_Work to complete_
Convert the lines below into a JSON list of strings, with one string per line and blank lines omitted.

#####

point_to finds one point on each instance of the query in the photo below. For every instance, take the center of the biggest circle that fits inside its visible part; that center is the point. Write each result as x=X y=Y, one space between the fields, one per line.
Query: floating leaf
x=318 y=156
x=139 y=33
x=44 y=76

#####

_Expected answer_
[
  "point_to finds one point on each instance of the query in the photo below. For every instance, take the center of the biggest circle that fits inside its visible part; that center is the point. Write each result as x=X y=Y, one space between the fields, one per line.",
  "Query: floating leaf",
  "x=318 y=156",
  "x=139 y=33",
  "x=44 y=76"
]